Work instructions
Will you write out all the entries below exactly?

[Point-based annotation data]

□ □ □ □ □

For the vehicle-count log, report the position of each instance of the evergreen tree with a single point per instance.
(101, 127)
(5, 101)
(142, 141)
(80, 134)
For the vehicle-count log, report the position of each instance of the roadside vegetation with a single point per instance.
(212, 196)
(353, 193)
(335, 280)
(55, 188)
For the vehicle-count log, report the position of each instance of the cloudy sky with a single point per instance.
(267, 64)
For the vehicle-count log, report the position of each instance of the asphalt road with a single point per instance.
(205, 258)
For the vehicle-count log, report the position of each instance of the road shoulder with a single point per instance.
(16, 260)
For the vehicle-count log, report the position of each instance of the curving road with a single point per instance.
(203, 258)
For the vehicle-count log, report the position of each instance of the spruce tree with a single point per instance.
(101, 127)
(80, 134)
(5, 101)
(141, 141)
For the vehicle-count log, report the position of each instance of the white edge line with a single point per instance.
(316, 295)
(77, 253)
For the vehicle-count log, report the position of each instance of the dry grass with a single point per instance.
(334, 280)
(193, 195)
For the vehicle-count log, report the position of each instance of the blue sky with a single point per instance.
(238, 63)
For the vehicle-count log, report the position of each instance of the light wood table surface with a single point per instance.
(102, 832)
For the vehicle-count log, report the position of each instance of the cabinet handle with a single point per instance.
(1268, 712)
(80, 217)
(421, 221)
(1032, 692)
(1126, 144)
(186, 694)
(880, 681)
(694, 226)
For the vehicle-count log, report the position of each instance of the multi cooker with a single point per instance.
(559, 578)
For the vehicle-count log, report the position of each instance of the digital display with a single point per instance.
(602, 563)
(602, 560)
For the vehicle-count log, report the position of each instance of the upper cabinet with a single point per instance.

□ □ □ □ □

Written answer
For the vehicle-count log, report the position of each instance of the evergreen tree with a single point per instance.
(101, 127)
(5, 101)
(142, 141)
(80, 134)
For the vehicle-count log, report the position of each instance of the roadside vegetation with a single point per instance.
(212, 196)
(353, 193)
(335, 280)
(55, 188)
For the vehicle-count log, report the position of each instance of the cloudy sky with a single point per instance.
(267, 64)
For the vehicle-count log, report the position of each instance of the asphalt road with a single point per instance.
(205, 258)
For the vehicle-count log, report the position of each instance of the road shoulder with a single point per instance.
(16, 260)
For the vehicle-count log, report the position of each instance of the curving road with a single point per instance.
(203, 258)
For the vehicle-count log, report the position of each instance of the spruce tree with a single point per instance.
(101, 127)
(80, 134)
(5, 101)
(141, 141)
For the vehicle-count log, report the position of each instance of the white edge line with a single point per instance.
(316, 295)
(77, 253)
For the vehicle-count log, report the position of each instance of the dry grass with a single point per instance.
(334, 280)
(193, 195)
For the vehicle-count log, report the position of each instance of the blue sky with a single point per instance.
(238, 63)
For the vehicle-count log, report the position of each instance of the light wood table surface with a single point per instance.
(102, 832)
For the vehicle-count log, report the position of each instance of the cabinet handle with a single point per instance.
(1268, 712)
(80, 217)
(421, 221)
(1032, 692)
(1126, 144)
(186, 694)
(880, 681)
(694, 226)
For the vehicle-count log, report the position of each instance of the multi cooker with a single point per instance.
(559, 578)
For the vehicle-count log, report the position of each instance of the digital display with a single point per instance.
(602, 563)
(602, 560)
For the vehicle-count log, report the position of each instance of the upper cabinet with a single point per instance.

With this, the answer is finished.